▶ [INSTRUCTION]
Shift every coordinate in the answers by -139, and write out the material again from the line with "of the window" up to and including the line with "<point>471,194</point>", with the requests included and nothing else.

▶ [INPUT FOR THIS TASK]

—————

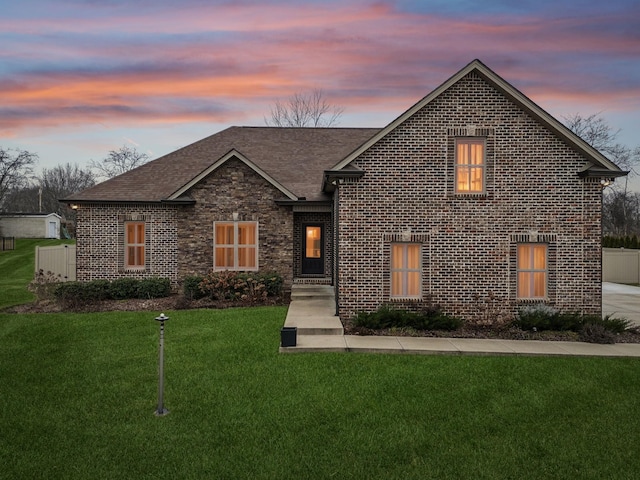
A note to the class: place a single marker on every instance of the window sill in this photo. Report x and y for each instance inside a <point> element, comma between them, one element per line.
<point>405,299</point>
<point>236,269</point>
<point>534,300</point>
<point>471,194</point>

—————

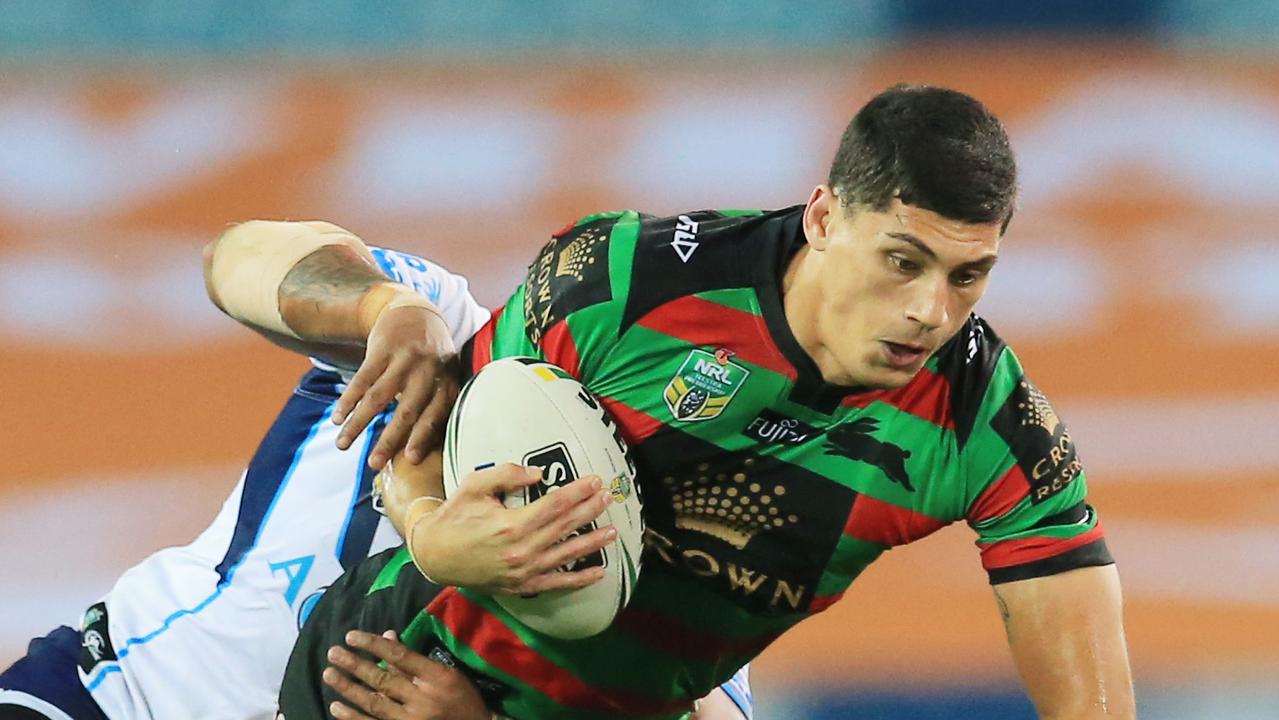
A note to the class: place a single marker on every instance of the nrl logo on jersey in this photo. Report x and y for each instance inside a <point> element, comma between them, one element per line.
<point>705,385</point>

—————

▶ [TASK RESULT]
A note to the class: place a single marker on every instance of the window sill in this photo. Report x and y for each instance inside a <point> element, comma between them, one element per line.
<point>266,160</point>
<point>97,130</point>
<point>395,161</point>
<point>332,55</point>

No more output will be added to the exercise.